» Task brief
Can you reproduce all of the data below, requests included, with 146 added to every vertex coordinate in the answers? Leave the pictures out.

» Exercise material
== == ==
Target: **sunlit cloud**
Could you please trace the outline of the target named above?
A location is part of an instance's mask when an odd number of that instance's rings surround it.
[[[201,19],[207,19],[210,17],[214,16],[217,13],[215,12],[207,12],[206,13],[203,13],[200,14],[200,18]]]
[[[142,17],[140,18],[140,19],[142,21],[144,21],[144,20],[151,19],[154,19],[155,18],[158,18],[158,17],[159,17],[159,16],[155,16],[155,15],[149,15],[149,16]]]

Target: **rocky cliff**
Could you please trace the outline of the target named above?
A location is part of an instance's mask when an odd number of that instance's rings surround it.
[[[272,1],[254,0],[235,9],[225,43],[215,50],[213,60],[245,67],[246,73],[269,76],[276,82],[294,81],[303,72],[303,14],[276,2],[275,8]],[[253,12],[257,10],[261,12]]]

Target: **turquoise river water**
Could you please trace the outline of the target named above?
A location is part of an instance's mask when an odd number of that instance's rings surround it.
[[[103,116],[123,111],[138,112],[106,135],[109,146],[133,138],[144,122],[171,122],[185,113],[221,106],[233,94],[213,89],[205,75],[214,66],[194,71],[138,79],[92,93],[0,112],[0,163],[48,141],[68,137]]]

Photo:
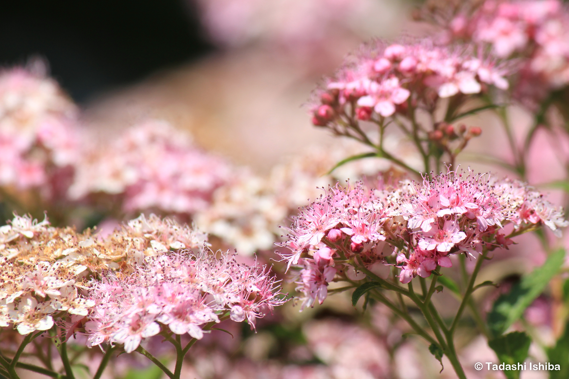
== == ==
» Finished task
Target: **sunlit cloud**
Could you please trace the outline of the target named above?
A location is part of an instance's mask when an odd number of that instance's rings surround it.
[[[347,165],[353,165],[356,163],[360,162],[363,159],[361,158],[353,158],[352,159],[349,159],[346,160],[346,164]]]
[[[288,163],[286,164],[286,165],[288,167],[290,167],[290,166],[297,165],[300,165],[301,164],[304,164],[304,163],[305,163],[305,162],[301,162],[301,161],[295,161],[295,162]]]

Target: **rocky cliff**
Could you please trace the outline of the target named above?
A location is part of an instance's mask when an odd number of that instance's rings surround it.
[[[418,147],[400,146],[381,155],[371,189],[361,196],[359,206],[391,213],[392,219],[415,222],[422,228],[440,227],[449,218],[449,160],[422,148],[421,154]],[[399,158],[403,156],[407,158]]]

Target: **turquoise river water**
Could you please trace the outline of the target named above?
A location is part of an instance's mask when an odd number of that instance's rings surround it.
[[[249,262],[269,257],[284,258],[252,281],[255,292],[279,284],[290,268],[317,268],[331,259],[367,252],[379,240],[359,235],[351,221],[360,212],[340,217],[284,225],[238,239],[146,258],[146,309],[194,287],[214,283]]]

Photo:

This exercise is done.